(Excerpts from a detection dataset)
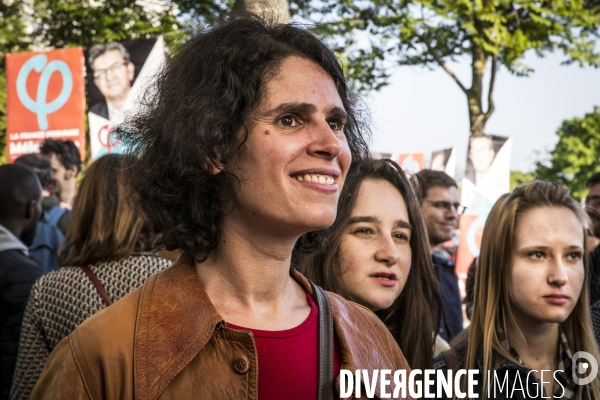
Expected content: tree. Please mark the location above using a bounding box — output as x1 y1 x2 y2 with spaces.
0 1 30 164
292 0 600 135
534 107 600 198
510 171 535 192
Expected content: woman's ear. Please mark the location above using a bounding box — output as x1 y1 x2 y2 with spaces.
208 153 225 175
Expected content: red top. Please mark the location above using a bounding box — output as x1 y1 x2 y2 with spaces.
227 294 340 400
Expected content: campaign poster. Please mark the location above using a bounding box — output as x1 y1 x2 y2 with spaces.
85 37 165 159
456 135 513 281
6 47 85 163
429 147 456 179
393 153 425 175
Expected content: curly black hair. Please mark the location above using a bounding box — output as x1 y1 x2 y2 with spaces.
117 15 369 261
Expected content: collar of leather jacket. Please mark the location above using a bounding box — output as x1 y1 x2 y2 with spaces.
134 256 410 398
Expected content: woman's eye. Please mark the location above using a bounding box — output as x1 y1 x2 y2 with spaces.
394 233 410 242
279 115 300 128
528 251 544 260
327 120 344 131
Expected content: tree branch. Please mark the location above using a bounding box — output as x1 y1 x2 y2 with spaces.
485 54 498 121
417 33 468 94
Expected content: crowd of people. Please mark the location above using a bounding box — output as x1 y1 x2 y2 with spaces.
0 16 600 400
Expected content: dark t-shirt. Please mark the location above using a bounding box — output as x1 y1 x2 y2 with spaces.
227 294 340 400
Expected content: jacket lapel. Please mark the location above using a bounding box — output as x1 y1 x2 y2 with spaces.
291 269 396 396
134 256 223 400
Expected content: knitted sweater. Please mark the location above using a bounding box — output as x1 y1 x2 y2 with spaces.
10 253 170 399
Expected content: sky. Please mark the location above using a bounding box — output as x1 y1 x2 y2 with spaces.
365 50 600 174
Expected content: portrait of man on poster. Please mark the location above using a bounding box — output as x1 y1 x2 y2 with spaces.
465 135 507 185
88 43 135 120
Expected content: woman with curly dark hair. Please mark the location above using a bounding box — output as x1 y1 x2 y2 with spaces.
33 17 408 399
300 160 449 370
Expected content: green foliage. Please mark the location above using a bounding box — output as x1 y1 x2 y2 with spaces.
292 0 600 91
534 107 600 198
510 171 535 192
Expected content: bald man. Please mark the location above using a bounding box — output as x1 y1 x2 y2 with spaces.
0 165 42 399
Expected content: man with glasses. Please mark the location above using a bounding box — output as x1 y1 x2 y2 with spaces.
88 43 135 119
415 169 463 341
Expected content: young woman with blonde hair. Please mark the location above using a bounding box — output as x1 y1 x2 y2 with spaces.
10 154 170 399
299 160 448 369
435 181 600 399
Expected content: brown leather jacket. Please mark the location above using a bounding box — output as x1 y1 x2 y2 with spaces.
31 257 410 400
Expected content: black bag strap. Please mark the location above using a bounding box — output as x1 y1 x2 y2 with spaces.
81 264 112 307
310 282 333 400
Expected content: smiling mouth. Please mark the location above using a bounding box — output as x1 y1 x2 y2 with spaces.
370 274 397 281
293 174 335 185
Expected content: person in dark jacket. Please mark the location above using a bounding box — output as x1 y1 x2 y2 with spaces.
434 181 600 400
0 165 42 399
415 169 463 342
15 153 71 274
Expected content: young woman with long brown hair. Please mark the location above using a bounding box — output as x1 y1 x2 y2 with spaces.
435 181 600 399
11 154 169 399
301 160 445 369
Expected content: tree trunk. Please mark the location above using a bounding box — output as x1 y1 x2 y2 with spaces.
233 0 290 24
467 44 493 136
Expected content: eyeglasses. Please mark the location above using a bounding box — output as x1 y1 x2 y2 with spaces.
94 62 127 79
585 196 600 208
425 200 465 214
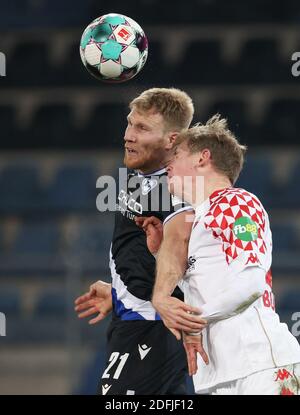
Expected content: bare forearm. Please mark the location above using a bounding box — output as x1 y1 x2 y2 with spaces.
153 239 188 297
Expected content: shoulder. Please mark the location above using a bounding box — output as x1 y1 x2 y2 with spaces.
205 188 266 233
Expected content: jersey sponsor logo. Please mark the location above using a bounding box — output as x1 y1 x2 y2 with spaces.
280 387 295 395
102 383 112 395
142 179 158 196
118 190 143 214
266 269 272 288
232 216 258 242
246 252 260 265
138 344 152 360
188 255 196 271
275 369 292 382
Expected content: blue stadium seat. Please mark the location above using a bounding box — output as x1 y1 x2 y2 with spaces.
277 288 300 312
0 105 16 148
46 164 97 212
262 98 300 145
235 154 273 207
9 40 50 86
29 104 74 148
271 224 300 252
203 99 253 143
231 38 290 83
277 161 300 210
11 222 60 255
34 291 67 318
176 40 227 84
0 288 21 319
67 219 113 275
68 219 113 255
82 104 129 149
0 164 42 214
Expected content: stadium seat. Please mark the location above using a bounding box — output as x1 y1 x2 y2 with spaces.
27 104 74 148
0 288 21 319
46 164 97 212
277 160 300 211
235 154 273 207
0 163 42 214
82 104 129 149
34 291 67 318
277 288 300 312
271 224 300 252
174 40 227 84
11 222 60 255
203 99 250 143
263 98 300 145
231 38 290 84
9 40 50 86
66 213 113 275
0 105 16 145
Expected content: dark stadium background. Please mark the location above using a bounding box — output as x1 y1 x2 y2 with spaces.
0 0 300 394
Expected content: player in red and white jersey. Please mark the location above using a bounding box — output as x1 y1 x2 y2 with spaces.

» **SET EXERCISE**
Express every line of the data above as a JSON list of strings, one string per line, with blank lines omitted. Leave the pictures out of the list.

» **TASK SOLUTION**
[
  "Expected content: tree. Please mark the location above using a bounding box — output as x1 y1 x2 y2 with spaces.",
  "0 1 30 164",
  "292 0 600 135",
  "534 107 600 198",
  "510 171 535 192",
  "Expected content: woman's ear. Please mark the location above using a bounding box — output as x1 y1 x2 y2 with spaces.",
  "208 153 225 175",
  "Expected content: red top. Please mark the location above using a bounding box — output as x1 y1 x2 y2 with spaces.",
  "227 294 340 400",
  "Expected content: campaign poster. Please mark the location above using a bounding box — output as x1 y1 x2 y2 with spaces.",
  "85 37 165 159",
  "456 135 513 281",
  "6 47 85 163",
  "429 147 456 179",
  "393 153 425 175",
  "Expected content: curly black hair. Please mark the location above using a bounding box — output as x1 y1 x2 y2 with spaces.",
  "117 15 369 261",
  "Expected content: collar of leather jacket. Please mark the location above using a bounding box — output as x1 y1 x2 y2 with spaces.",
  "134 256 410 398",
  "Expected content: woman's eye. Please mark the location above using a bounding box — output as x1 y1 x2 y2 with spaces.",
  "394 233 410 242",
  "279 115 300 128",
  "528 251 544 260",
  "327 120 344 131",
  "Expected content: tree branch. Please mark the location above using a bounding box — output as x1 y1 x2 y2 with spaces.",
  "485 54 498 121",
  "417 33 468 94",
  "Expected content: crowd of people. Please mark the location above using a bounding box — output as x1 y1 x2 y2 with spaces.",
  "0 16 600 400",
  "Expected content: dark t-shirt. Please mark the location above using a bounding box — output as x1 y1 x2 y2 with spaces.",
  "227 294 340 400",
  "Expected content: jacket lapel. Please mark the location above using a bounding box — output as x1 y1 x2 y2 with spaces.",
  "291 269 396 396",
  "134 256 223 400",
  "Expected content: knitted sweater. Please mark the location above using a bounding box — output as x1 y1 x2 y2 with spaces.",
  "10 253 170 399",
  "Expected content: sky. Please mark the location above using a bounding box — output as x1 y1 x2 y2 with spaces.",
  "365 50 600 174",
  "Expected content: portrait of man on poster. Please mark the location above using a bounding box — output as x1 y1 x2 y2 with spaces.",
  "465 135 507 185",
  "88 43 135 120",
  "Expected content: woman with curly dark hair. Please mark the location above using a bounding box — output as x1 y1 x2 y2 with spaces.",
  "33 17 408 399",
  "300 160 449 370",
  "Expected content: green foliage. Please mark the location above using a bounding box — output as x1 y1 x2 y2 with spaces.",
  "292 0 600 91",
  "534 107 600 198",
  "510 171 535 192",
  "Expected content: bald man. Please mark the location above using a bounding box — output as x1 y1 x2 y2 with spaces.",
  "0 165 42 399",
  "Expected content: man with glasses. Please mark the location above using a bounding box — output as x1 y1 x2 y2 with spaces.",
  "88 43 135 119",
  "415 169 463 341",
  "Expected content: young woman with blonde hair. Please mark the location above using a bounding box — output as x1 y1 x2 y2 with spaces.",
  "10 154 170 399",
  "299 160 448 369",
  "435 181 600 399",
  "Expected content: brown leather jacket. Please mark the location above using a bounding box — output as x1 y1 x2 y2 with spaces.",
  "31 257 410 400",
  "Expected content: black bag strap. Please mark the location above using a bounding box — output as x1 y1 x2 y2 with spaces.",
  "81 264 112 307",
  "310 282 333 400",
  "Expected content: smiling mouth. Please mark the location above using a bounding box — output as x1 y1 x2 y2 with spaces.",
  "370 274 397 281",
  "293 174 335 185",
  "Expected content: person in dark jacket. Please mark the location above using a bounding box — output as x1 y1 x2 y2 with spaces.",
  "434 181 600 400",
  "0 165 42 399",
  "415 169 463 342",
  "15 153 71 274",
  "Expected content: young woman with long brown hair. Please mark the location above using a bounding box — output as x1 y1 x2 y2 with spaces.",
  "435 181 600 399",
  "11 154 169 399",
  "301 160 445 369",
  "Expected content: tree trunk. Please mark the location above using a bounding box — output as x1 y1 x2 y2 with spaces.",
  "233 0 290 24",
  "467 44 493 136",
  "Expected content: eyeglasses. Please mark the location above using a bounding box — output as x1 y1 x2 y2 with spaces.",
  "94 62 127 79",
  "585 196 600 208",
  "425 200 465 214",
  "Expected content: bare forearm. Please mark the location above using a bounding box — output as x1 y1 x2 y2 with spaces.",
  "153 239 188 297",
  "Expected content: shoulder. Please mark the location above using a bounding box — output as x1 y1 x2 y2 with spaces.",
  "205 188 266 233",
  "Expected content: jersey sponsor logo. Please mark the location above using a bounding box — output as x1 y1 x2 y2 with spaces.",
  "280 387 295 395",
  "102 383 112 395",
  "142 179 158 196",
  "118 190 143 214",
  "266 269 272 288",
  "232 216 258 242",
  "246 252 260 265",
  "138 344 152 360",
  "188 255 196 271",
  "275 369 292 382",
  "Expected content: blue stadium seat. Please mark the location above using a bounding box — output as x1 y1 x2 y2 with spaces.",
  "277 288 300 312",
  "0 105 16 148",
  "46 164 97 212",
  "262 98 300 145",
  "235 154 273 207",
  "9 40 50 86",
  "29 104 74 148",
  "271 224 300 252",
  "203 99 253 143",
  "231 38 290 83",
  "277 161 300 210",
  "11 222 60 255",
  "34 291 67 318",
  "176 40 227 84",
  "0 288 21 319",
  "67 219 113 275",
  "68 219 113 255",
  "82 104 129 149",
  "0 164 42 214",
  "Expected content: stadium seat. Please mark the location above using a bounding box — output as x1 y1 x2 y2 with spaces.",
  "27 104 74 148",
  "0 288 21 319",
  "46 164 97 212",
  "277 160 300 211",
  "235 154 273 207",
  "0 163 42 214",
  "82 104 129 149",
  "34 291 67 318",
  "277 288 300 312",
  "271 224 300 252",
  "174 40 227 84",
  "11 222 60 255",
  "203 99 250 143",
  "263 98 300 145",
  "231 38 290 84",
  "9 40 50 86",
  "66 213 113 275",
  "0 105 16 145",
  "Expected content: dark stadium background. Please mark the location above using a bounding box — output as x1 y1 x2 y2 with spaces.",
  "0 0 300 394",
  "Expected content: player in red and white jersey. Please mark the location above using a bounding box — output as x1 y1 x2 y2 with spaces."
]